Text shown:
━━━

Studio album by Ben Folds Five
- Released: April 27, 1999
- Recorded: November 1998 – January 1999
- Studio: Sound City (Los Angeles); Grandmaster (Los Angeles); Water Music (Hoboken); RPM (New York City);
- Genre: Alternative rock; art rock; chamber pop;
- Length: 40:30
- Label: 550, Caroline
- Producer: Caleb Southern

Ben Folds Five chronology
| Naked Baby Photos (1998) | The Unauthorized Biography of Reinhold Messner (1999) | The Sound of the Life of the Mind (2012) |

Singles from The Unauthorized Biography of Reinhold Messner
- "Army" Released: April 12, 1999; "Don't Change Your Plans" Released: 1999;

= The Unauthorized Biography of Reinhold Messner =

The Unauthorized Biography of Reinhold Messner is the third studio album by Ben Folds Five, released on April 27, 1999. Produced by the band's usual collaborator, Caleb Southern, it represented a departure for the band from their usual pop-rock sound to material influenced by classical and chamber music, with darker, introspective lyrics on subjects such as regret, death, and loss of innocence. The band broke up shortly after the touring period of the album, and as a result the record was considered the final release from the trio until they reunited in 2011 and released The Sound of the Life of the Mind the following year.

== Title and packaging ==
The booklet included in the CD packaging includes a section about the title, where the band states they were "unaware of the existence of a living, breathing, and famous Reinhold Messner." During an interview with DJ Bruce Warren of WXPN radio shortly before the album's release, it was revealed to the band that he was real and that he was the first person to climb Mount Everest alone, as well as one member of the first two-man team to reach the summit without the use of bottled oxygen. They further stated in the booklet that "the credit goes to our cosmic collaborator on this album; coincidence."

━━━

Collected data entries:

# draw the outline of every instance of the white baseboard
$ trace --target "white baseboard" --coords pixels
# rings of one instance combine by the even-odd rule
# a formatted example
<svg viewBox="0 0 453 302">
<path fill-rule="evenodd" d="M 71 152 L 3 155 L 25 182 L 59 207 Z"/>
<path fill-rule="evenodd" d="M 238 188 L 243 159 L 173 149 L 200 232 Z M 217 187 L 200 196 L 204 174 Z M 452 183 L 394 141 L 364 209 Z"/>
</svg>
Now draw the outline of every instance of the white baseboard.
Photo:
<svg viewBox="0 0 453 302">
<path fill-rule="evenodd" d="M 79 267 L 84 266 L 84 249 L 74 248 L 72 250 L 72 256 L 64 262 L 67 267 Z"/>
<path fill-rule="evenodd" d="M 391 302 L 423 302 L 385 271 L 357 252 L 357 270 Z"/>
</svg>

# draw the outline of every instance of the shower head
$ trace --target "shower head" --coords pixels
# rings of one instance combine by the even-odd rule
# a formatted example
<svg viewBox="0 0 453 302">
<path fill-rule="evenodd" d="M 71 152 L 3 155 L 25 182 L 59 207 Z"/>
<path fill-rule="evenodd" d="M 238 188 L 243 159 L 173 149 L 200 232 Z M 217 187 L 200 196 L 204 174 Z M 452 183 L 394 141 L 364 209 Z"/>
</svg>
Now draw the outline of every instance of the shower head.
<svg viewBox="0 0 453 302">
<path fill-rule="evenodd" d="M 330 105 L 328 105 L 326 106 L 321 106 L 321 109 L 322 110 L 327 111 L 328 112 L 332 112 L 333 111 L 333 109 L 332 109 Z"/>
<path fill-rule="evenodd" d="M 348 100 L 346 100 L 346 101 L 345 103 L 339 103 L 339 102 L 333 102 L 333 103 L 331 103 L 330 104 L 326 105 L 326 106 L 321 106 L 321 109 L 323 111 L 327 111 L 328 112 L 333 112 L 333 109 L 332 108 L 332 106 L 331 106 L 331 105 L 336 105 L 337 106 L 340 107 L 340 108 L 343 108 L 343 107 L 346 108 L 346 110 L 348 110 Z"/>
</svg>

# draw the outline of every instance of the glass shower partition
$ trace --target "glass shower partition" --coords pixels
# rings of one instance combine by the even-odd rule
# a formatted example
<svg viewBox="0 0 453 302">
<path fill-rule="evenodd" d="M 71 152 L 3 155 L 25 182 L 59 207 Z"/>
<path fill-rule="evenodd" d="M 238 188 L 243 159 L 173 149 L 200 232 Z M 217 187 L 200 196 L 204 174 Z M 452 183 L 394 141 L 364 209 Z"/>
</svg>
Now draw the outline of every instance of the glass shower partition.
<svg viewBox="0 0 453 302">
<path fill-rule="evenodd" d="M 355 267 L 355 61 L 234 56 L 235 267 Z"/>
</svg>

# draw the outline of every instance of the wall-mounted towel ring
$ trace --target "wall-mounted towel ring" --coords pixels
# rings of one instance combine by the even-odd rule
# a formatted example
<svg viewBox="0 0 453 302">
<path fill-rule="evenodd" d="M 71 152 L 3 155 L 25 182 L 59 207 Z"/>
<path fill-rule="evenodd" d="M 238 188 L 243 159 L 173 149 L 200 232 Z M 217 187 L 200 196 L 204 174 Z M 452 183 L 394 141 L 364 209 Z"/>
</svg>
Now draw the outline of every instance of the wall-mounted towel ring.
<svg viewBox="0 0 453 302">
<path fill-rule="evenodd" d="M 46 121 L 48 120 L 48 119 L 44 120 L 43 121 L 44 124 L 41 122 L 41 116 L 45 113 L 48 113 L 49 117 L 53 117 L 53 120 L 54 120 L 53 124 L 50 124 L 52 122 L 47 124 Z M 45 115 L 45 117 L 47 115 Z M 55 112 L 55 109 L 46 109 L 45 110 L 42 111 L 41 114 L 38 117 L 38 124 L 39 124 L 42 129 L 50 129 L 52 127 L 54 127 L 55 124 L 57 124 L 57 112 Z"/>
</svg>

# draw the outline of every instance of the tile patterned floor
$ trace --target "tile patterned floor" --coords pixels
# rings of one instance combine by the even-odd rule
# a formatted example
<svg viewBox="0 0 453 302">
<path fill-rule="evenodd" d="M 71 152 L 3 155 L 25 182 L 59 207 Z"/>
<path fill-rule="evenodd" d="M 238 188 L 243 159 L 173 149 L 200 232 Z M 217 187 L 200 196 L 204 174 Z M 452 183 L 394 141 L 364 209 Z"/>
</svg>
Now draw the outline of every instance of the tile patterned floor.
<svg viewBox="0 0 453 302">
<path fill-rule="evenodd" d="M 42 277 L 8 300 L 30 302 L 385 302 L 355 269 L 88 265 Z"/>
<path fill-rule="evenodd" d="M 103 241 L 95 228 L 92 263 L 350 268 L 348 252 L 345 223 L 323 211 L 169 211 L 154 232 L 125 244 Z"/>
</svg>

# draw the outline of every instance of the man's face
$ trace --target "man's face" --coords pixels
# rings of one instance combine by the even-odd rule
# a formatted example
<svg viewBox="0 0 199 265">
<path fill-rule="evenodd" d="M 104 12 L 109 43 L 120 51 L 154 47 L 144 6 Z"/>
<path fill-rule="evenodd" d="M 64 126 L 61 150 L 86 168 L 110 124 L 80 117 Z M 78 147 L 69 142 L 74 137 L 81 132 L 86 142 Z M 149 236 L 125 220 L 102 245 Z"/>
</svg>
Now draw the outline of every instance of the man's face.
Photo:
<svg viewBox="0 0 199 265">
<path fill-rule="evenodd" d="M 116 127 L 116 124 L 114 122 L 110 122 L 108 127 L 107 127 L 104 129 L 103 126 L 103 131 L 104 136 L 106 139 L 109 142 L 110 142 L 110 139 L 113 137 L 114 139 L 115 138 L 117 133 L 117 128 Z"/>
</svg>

━━━

Exercise: Using the album text, list every studio where the album was recorded, along with each studio's location.

Exercise answer: Sound City (Los Angeles), Grandmaster (Los Angeles), Water Music (Hoboken), RPM (New York City)